- GIVEN PROBLEM
Gather every line in the entries below that contains the word "grass" and copy each of those lines in full.

--- BEGIN ---

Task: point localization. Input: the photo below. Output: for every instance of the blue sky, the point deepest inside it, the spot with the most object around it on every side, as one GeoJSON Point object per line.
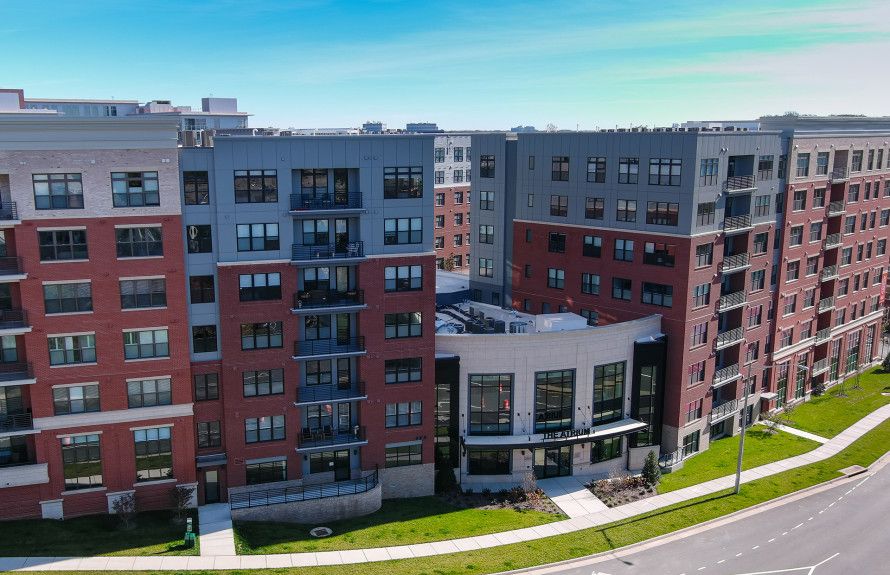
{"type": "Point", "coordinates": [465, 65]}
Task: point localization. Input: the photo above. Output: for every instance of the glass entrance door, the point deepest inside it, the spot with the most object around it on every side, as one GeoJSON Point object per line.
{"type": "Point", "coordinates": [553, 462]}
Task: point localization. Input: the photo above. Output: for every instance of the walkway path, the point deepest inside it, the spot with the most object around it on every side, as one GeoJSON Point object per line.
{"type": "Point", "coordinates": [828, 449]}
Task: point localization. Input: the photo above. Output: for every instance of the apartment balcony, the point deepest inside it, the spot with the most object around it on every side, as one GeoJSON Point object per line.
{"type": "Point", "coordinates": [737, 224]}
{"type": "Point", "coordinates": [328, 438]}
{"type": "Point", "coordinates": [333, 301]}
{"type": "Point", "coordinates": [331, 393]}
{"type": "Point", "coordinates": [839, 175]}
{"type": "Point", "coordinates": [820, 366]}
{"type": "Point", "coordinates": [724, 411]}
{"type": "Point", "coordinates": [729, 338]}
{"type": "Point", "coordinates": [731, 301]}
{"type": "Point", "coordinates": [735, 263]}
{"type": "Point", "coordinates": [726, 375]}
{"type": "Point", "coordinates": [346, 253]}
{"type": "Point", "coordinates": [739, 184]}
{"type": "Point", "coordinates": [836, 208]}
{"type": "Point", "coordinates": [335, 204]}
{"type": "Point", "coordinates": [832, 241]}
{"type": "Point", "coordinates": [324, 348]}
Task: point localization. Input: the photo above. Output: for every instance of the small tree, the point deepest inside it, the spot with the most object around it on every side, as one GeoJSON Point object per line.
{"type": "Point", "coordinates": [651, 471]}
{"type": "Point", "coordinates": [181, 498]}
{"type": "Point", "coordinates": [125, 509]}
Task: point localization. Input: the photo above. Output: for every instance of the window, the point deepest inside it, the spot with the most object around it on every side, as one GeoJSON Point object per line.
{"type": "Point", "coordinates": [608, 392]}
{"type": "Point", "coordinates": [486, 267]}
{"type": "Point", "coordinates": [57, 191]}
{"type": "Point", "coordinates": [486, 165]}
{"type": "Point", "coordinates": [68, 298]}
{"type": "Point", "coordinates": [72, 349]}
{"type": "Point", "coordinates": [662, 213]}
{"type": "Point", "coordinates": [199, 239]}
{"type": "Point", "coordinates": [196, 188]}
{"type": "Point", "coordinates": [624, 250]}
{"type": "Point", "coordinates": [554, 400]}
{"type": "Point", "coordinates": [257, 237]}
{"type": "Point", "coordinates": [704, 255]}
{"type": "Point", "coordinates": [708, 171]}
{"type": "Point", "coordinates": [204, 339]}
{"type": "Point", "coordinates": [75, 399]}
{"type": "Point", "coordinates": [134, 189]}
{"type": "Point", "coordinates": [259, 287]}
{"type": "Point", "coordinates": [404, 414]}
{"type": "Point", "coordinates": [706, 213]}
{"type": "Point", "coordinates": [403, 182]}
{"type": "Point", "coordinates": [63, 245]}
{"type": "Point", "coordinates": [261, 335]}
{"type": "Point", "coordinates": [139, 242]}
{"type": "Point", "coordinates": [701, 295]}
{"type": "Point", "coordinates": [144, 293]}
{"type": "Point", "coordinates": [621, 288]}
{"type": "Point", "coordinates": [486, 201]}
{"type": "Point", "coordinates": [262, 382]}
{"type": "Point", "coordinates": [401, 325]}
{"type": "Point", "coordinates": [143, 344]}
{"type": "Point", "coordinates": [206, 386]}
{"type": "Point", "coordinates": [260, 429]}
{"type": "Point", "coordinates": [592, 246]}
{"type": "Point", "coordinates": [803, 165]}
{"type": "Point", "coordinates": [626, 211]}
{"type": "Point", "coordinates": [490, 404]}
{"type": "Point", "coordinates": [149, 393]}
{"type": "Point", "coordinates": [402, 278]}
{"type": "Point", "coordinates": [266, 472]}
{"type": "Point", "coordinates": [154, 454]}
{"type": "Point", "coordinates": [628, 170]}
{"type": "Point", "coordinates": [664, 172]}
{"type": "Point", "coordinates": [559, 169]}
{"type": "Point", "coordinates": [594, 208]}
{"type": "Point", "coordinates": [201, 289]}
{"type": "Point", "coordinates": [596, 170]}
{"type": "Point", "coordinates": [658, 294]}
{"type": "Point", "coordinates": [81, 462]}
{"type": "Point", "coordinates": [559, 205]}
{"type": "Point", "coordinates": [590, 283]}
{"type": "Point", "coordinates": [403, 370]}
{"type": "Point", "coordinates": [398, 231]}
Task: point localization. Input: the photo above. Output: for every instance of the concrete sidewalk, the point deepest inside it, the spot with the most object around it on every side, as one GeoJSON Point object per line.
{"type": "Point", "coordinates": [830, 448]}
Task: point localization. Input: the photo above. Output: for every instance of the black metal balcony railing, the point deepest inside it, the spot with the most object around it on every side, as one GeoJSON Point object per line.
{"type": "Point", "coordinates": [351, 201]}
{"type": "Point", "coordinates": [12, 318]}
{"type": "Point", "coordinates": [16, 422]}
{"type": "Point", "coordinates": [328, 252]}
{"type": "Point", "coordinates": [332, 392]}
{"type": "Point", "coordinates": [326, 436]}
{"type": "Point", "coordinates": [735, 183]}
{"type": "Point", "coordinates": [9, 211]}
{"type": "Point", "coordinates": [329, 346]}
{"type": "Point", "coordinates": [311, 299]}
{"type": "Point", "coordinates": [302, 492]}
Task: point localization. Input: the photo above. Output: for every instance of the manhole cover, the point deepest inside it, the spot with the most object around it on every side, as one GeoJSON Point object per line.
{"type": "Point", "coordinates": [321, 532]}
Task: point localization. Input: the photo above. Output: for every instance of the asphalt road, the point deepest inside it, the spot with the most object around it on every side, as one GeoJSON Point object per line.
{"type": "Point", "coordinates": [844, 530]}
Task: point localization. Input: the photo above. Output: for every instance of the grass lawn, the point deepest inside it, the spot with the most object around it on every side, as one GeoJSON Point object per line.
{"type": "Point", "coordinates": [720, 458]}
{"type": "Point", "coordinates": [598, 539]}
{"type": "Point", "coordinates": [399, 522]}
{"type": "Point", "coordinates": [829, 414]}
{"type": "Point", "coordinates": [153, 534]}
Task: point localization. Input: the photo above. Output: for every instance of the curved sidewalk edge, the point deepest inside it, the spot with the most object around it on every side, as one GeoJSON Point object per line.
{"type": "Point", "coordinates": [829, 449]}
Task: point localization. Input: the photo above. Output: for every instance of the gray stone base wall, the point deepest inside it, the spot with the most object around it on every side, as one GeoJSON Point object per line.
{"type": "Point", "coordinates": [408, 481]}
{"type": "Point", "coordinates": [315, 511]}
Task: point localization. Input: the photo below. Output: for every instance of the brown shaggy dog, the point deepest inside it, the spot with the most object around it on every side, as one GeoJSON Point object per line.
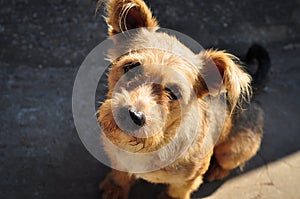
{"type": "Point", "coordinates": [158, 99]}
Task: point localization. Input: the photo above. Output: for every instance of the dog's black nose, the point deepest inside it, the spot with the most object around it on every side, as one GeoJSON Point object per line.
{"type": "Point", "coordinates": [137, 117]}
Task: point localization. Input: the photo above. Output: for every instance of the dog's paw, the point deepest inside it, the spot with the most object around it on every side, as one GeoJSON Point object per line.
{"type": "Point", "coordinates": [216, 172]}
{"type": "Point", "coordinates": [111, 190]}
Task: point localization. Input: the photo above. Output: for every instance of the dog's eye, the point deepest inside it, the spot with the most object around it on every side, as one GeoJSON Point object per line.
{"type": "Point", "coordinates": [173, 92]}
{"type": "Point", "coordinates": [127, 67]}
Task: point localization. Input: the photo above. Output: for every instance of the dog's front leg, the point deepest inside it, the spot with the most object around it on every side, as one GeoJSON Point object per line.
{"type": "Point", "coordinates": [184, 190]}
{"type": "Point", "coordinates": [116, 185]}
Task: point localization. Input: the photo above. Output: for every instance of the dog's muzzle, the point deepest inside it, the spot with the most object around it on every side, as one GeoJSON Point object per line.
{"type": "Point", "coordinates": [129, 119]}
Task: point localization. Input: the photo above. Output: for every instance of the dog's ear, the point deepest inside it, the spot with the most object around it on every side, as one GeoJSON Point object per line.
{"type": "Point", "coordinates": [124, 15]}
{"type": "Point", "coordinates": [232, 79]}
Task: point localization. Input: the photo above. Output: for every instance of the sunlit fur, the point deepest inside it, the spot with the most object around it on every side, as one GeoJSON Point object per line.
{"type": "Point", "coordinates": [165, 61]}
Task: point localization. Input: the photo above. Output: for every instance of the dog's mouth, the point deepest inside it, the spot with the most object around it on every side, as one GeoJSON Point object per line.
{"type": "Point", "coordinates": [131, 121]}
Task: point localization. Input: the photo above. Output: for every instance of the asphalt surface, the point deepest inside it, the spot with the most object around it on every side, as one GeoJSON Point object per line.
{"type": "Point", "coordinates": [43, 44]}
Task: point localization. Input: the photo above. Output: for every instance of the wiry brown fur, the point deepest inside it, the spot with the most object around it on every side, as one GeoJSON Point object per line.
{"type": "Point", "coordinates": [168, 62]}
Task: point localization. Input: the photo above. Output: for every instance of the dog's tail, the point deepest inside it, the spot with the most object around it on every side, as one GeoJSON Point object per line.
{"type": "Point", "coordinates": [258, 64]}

--- END ---
--- BEGIN ---

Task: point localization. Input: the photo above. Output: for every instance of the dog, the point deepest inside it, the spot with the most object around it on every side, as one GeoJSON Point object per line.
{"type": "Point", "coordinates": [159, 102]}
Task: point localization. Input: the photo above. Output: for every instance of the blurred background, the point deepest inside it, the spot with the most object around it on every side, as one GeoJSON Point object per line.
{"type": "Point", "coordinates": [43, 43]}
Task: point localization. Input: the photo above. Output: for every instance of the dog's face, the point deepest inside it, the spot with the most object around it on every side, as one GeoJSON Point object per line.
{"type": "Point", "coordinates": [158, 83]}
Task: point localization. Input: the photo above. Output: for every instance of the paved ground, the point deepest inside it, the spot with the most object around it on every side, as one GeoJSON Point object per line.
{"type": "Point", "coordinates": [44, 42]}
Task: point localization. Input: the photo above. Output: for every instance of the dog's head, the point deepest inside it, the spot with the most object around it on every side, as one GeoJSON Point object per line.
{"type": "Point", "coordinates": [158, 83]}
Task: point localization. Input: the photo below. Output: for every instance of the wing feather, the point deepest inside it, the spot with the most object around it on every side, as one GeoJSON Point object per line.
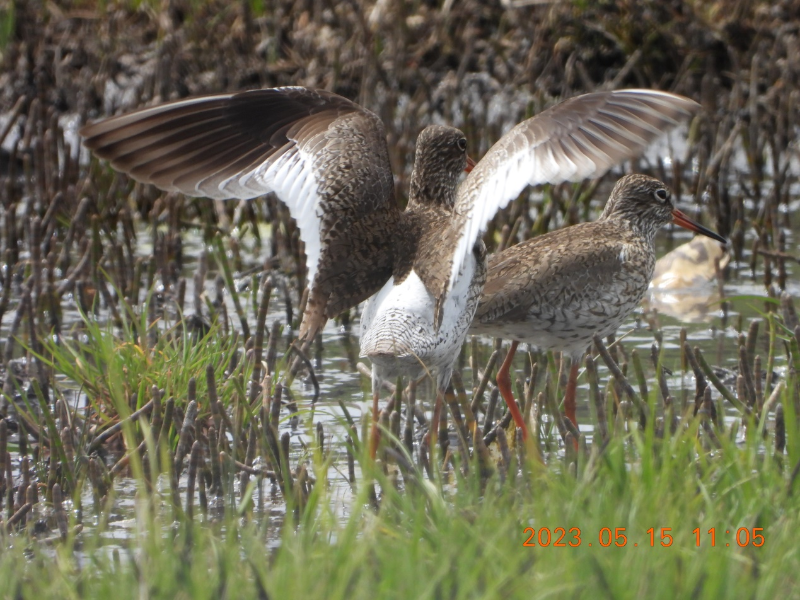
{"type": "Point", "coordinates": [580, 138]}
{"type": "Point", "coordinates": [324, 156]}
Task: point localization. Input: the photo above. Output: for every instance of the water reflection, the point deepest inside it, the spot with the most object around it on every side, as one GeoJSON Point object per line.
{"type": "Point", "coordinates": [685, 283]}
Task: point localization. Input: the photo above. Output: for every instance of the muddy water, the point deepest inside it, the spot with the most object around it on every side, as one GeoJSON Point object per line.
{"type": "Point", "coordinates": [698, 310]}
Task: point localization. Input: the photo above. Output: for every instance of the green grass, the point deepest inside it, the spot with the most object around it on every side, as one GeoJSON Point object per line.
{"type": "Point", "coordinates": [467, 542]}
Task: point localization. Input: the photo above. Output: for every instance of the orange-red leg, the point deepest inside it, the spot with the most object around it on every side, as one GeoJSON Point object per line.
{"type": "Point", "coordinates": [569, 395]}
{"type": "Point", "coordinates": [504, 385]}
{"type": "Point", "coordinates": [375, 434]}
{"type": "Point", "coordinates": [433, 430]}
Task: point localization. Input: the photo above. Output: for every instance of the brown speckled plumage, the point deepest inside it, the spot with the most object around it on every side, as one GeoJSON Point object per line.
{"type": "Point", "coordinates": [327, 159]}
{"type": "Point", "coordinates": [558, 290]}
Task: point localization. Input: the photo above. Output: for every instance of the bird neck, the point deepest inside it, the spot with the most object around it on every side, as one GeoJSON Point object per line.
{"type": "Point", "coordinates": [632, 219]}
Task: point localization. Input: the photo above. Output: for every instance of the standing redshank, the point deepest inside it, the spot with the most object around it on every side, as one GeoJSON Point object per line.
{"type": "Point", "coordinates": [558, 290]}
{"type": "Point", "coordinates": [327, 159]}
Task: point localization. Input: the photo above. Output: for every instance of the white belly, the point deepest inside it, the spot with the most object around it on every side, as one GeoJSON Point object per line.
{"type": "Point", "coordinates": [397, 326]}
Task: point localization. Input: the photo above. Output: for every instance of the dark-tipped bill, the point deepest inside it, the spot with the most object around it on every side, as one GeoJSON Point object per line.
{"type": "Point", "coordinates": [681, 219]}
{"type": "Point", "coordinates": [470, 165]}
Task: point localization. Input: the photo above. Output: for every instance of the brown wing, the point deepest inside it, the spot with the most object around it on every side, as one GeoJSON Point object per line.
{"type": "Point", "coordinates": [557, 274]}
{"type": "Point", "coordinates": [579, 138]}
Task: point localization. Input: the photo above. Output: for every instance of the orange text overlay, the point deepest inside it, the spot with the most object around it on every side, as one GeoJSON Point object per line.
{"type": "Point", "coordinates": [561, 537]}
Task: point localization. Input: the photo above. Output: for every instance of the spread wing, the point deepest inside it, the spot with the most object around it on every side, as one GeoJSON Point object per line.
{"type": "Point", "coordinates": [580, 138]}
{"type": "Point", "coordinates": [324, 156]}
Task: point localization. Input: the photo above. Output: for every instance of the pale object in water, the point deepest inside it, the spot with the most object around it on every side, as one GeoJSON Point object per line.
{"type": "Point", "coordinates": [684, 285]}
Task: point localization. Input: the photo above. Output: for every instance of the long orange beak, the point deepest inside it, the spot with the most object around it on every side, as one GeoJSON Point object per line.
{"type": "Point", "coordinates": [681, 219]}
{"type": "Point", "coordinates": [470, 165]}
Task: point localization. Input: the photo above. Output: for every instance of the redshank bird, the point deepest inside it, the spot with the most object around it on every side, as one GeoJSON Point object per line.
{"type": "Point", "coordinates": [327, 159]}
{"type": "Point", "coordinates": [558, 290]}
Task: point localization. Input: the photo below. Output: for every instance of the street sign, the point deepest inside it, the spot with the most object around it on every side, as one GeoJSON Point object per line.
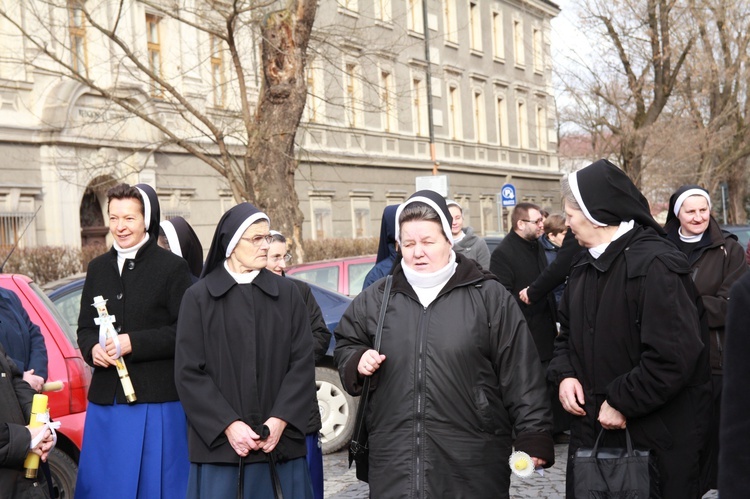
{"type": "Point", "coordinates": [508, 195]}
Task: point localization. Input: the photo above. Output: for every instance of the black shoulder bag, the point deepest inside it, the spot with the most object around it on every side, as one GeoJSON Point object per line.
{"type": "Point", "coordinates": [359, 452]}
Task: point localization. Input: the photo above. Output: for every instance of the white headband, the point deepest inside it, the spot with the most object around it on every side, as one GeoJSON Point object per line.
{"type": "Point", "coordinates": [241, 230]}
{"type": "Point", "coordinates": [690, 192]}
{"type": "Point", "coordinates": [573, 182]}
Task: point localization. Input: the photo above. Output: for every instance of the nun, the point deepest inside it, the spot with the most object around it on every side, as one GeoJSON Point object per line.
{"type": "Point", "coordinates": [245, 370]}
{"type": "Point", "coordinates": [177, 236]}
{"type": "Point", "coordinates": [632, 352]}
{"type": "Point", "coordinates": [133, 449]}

--- END ---

- RESPONSE FOR THIS EXERCISE
Task: point localization. Input: the photo above. Output: for every instance of the grass lawn, the point deepest inside it, the spot with the most object around it on every side, as one GeoJSON Point object per line.
Task: point localization. Input: the photo above. Output: for every instance of the green grass, the point deepest inside it, the spot with the most object around it on every side, as one GeoJSON Point object per line.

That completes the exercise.